We can automatically select all of the filenames to put in a lexicon by ticking the uppermost box in the picture, next to the word Key.
Then press Add to lexicon.

A menu will appear where you can either overwrite an existing lexicon or create a new one. Choose the description/name and if you want to use the lexicon for a search later, then choose the word type as Positives used.
Navigate to the sentences version of the same index. In this example, we’re searching for Lithuanian documents, so we choose year_documents_lt_split2 to search for the same documents in sentences.

You can use the lexicon for a query and get the same documents that way. If you save the query, you can also get the same documents in a separate index by using the Reindexer.
Experiments and Tutorial projects¶
Metadiscourse Study Experiment¶
The metadiscourse study corpus is a sample of academic texts split into sentences, annotated with Estonian metadiscourse markers by Bwrite. This corpus is in project 1: Metadiscourse Study. It consists of indices for Estonian (est_metadiscourse_annotations, metadiscourse_annotated, metadiscourse_et_with_facts) and Latvian (metadiscourse_annotated_latvian) annotations.
Bwrite Raw Data Corpora¶
These are projects 3, 4 and 5. We separated the raw data by language for easier processing. The raw data corpora contains the first variant of the corpora as well as some documents that were too long (probably whole journal issues). There are also indices for fixing problems that went wrong while processing the original data.

- Task directions:
Please copy the lexicon walkthrough from "A menu will" to "as Positives used.", swapping "menu" for "dialog box".

- Stored data:
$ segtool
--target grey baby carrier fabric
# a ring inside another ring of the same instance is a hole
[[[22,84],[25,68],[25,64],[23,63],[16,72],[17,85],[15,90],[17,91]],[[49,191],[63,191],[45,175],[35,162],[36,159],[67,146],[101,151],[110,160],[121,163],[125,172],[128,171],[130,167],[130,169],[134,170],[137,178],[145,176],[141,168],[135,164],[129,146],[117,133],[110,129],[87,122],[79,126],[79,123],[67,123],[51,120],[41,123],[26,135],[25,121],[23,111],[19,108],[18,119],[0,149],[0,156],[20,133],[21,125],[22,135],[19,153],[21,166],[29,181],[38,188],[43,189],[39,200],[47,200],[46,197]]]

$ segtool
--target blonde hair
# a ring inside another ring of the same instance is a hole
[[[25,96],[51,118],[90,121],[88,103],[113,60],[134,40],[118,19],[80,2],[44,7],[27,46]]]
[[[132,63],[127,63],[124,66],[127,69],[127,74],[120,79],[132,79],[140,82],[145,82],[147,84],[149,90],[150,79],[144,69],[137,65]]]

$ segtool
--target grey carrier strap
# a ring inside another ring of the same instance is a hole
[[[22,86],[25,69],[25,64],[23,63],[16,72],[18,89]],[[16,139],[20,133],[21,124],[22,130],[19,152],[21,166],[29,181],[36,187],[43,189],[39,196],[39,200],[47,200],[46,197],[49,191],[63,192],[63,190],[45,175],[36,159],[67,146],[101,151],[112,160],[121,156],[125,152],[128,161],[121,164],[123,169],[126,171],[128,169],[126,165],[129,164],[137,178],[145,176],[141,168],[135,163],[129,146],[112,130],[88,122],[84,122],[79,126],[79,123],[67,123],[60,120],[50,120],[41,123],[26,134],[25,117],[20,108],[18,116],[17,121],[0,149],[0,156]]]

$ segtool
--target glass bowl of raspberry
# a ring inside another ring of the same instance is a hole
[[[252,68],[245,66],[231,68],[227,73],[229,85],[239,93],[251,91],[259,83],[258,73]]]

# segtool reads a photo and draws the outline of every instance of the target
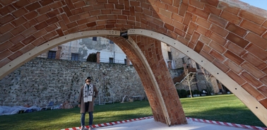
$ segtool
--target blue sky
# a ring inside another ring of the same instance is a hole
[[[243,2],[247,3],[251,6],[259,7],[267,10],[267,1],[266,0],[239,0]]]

--

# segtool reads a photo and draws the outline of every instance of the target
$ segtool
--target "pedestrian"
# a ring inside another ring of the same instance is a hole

--

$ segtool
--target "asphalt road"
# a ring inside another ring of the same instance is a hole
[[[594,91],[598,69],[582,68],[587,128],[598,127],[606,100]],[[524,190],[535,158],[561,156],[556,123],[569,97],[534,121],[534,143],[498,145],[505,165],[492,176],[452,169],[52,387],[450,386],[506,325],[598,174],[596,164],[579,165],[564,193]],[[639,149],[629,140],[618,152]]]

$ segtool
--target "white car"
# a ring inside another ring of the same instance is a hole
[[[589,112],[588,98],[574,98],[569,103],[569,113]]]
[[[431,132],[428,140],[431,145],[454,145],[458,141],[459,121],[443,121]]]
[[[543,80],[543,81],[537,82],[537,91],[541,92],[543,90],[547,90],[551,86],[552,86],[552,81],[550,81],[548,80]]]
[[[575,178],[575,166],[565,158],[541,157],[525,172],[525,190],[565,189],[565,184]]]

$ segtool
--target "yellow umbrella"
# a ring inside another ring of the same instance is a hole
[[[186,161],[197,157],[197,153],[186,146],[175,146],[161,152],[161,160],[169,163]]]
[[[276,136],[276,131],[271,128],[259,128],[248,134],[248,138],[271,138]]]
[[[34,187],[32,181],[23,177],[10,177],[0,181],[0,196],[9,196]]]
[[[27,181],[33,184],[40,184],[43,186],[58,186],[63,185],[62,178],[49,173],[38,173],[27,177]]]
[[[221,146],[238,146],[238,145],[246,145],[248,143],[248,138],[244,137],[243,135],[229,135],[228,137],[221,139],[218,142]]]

- Answer to this task:
A dialog box will appear where you can either overwrite an existing lexicon or create a new one. Choose the description/name and if you want to use the lexicon for a search later, then choose the word type as Positives used.